▸ Directions: Work through the entries below line by line and give the number of lines with the string "keypoint", nothing else.

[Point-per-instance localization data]
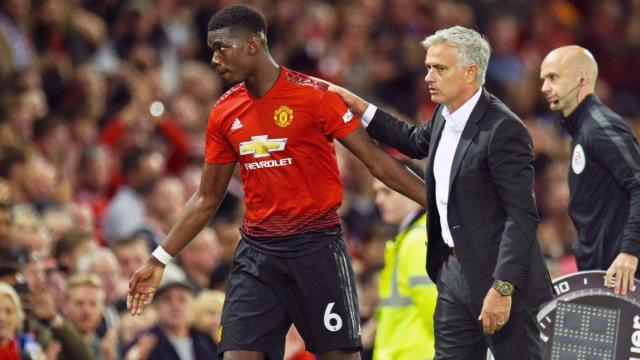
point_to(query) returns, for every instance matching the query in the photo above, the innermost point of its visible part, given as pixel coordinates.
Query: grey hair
(471, 46)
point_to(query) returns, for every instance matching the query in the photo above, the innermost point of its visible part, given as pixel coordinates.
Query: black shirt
(604, 185)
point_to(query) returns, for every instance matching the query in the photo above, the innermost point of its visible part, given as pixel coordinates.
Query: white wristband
(162, 255)
(368, 114)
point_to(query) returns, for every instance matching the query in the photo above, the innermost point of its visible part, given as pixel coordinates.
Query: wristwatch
(505, 288)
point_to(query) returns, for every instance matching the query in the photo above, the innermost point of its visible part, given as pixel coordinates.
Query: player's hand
(495, 311)
(621, 274)
(353, 101)
(143, 285)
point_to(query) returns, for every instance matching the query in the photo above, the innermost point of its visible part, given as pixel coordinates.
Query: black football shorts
(266, 293)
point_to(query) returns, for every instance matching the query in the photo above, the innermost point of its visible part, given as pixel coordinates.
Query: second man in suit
(482, 249)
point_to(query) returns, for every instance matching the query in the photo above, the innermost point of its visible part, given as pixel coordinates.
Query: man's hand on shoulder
(353, 101)
(621, 273)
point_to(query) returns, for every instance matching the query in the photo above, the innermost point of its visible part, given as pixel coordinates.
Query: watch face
(586, 320)
(505, 288)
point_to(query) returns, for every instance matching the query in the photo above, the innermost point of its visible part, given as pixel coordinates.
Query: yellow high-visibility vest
(407, 299)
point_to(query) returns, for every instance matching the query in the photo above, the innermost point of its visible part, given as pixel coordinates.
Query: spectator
(84, 306)
(125, 213)
(11, 318)
(176, 338)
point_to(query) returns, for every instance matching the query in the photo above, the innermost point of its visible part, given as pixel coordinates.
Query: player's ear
(253, 44)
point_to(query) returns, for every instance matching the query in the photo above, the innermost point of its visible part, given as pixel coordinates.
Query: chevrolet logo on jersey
(261, 146)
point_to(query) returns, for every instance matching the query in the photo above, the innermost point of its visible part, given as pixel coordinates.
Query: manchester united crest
(283, 116)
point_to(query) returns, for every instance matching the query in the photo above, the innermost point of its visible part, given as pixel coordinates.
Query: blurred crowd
(103, 109)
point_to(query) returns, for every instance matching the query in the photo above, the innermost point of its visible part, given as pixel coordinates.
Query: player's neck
(264, 77)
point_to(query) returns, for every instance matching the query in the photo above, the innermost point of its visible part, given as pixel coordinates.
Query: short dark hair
(239, 16)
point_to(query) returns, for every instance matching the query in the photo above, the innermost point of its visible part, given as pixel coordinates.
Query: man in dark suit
(482, 249)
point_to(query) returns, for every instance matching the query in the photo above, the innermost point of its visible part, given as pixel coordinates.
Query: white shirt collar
(459, 117)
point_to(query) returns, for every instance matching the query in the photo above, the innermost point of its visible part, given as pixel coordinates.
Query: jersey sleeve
(335, 117)
(616, 149)
(218, 150)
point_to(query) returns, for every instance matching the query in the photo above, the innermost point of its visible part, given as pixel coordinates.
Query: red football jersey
(284, 144)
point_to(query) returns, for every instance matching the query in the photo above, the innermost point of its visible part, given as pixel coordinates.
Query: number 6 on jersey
(329, 316)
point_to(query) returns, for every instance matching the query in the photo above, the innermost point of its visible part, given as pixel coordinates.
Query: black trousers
(459, 333)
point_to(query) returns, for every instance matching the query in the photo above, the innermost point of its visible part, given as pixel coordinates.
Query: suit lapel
(435, 136)
(469, 132)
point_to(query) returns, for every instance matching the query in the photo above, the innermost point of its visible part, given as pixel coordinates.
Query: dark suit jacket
(491, 212)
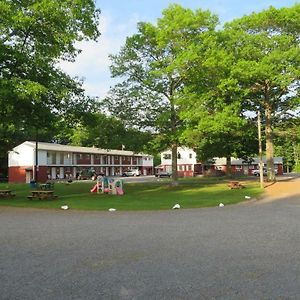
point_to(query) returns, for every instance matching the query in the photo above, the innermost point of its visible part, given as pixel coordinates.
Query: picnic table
(42, 195)
(48, 186)
(235, 185)
(6, 194)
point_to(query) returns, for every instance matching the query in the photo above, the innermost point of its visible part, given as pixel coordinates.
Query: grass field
(190, 193)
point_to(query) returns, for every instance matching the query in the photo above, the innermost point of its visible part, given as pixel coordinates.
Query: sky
(119, 19)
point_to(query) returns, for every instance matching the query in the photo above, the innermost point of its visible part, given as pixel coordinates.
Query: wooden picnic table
(42, 195)
(6, 194)
(235, 185)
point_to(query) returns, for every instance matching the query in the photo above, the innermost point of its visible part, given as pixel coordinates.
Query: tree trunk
(174, 164)
(269, 145)
(228, 166)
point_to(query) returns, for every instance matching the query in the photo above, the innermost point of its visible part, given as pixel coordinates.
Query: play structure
(107, 185)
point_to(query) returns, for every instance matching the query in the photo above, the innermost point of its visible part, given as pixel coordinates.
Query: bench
(6, 194)
(42, 195)
(235, 185)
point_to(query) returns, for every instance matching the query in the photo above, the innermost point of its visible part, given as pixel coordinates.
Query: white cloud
(92, 64)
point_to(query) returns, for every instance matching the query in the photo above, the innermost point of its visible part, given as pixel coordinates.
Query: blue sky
(119, 19)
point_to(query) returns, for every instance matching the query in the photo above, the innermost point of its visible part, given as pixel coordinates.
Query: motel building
(57, 161)
(188, 165)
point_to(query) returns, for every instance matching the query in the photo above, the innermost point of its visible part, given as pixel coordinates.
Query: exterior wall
(187, 157)
(66, 164)
(22, 155)
(17, 174)
(185, 162)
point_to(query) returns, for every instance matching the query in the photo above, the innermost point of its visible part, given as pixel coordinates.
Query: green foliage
(34, 37)
(145, 196)
(267, 56)
(107, 133)
(153, 65)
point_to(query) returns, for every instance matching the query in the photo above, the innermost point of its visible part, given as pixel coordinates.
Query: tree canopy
(153, 64)
(34, 37)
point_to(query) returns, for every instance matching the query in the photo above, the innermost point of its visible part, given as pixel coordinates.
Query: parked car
(134, 172)
(163, 174)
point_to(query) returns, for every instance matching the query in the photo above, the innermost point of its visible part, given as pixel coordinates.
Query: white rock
(176, 206)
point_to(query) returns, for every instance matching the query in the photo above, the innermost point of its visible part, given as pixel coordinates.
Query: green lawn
(190, 193)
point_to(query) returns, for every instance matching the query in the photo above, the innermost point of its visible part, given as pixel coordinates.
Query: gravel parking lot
(246, 251)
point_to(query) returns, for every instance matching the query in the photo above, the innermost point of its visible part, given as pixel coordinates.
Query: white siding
(184, 159)
(22, 155)
(147, 161)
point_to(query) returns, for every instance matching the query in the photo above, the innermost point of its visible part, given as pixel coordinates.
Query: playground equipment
(107, 185)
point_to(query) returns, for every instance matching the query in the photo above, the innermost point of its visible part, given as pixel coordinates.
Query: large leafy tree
(106, 132)
(215, 124)
(153, 65)
(34, 37)
(266, 49)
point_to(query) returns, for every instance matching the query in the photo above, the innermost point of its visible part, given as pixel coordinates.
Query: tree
(34, 37)
(215, 124)
(266, 49)
(153, 64)
(107, 133)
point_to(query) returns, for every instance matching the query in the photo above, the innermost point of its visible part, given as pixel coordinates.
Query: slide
(119, 191)
(94, 189)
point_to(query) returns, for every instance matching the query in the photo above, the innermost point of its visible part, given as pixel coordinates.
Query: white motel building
(62, 161)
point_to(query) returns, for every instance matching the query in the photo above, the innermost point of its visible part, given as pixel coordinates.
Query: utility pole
(261, 175)
(36, 165)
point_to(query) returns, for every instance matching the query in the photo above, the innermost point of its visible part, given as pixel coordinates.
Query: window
(61, 158)
(54, 158)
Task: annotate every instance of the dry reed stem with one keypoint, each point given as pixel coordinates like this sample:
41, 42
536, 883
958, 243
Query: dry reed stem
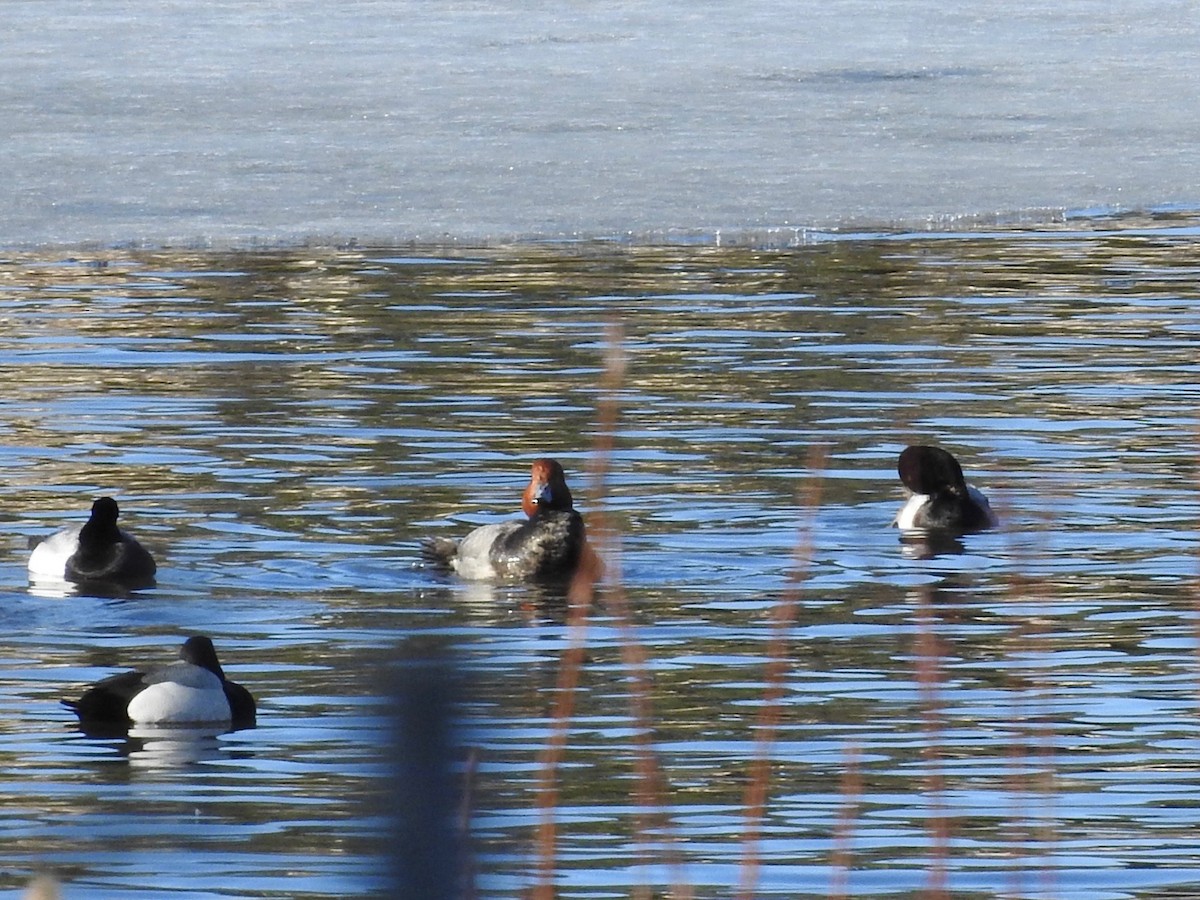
851, 791
603, 562
469, 780
1033, 689
929, 655
778, 666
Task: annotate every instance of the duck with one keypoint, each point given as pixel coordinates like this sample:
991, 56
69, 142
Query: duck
191, 691
95, 552
941, 498
546, 545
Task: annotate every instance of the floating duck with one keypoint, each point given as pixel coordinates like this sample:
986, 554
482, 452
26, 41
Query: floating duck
941, 498
192, 691
546, 545
95, 552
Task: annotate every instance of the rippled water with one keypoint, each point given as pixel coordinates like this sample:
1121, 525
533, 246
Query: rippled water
283, 427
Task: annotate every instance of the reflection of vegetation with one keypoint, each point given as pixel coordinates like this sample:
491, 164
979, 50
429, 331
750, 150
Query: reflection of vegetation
318, 409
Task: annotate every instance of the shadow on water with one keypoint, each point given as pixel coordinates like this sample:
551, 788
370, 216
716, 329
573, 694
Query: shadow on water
285, 427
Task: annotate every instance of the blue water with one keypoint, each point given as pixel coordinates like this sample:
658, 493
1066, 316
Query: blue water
282, 427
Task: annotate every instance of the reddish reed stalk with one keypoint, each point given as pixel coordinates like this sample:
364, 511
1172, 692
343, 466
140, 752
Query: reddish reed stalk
603, 561
1036, 753
851, 790
778, 666
929, 657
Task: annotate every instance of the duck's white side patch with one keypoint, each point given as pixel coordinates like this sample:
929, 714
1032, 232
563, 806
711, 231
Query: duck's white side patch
906, 519
474, 557
49, 558
199, 697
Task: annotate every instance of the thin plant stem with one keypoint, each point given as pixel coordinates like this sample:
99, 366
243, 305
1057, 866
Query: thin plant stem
778, 666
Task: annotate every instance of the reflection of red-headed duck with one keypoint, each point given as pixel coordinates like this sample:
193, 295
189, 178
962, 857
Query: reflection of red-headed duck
549, 544
941, 498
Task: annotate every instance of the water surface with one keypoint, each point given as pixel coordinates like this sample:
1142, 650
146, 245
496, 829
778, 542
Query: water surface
282, 429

▸ Finished exercise: 12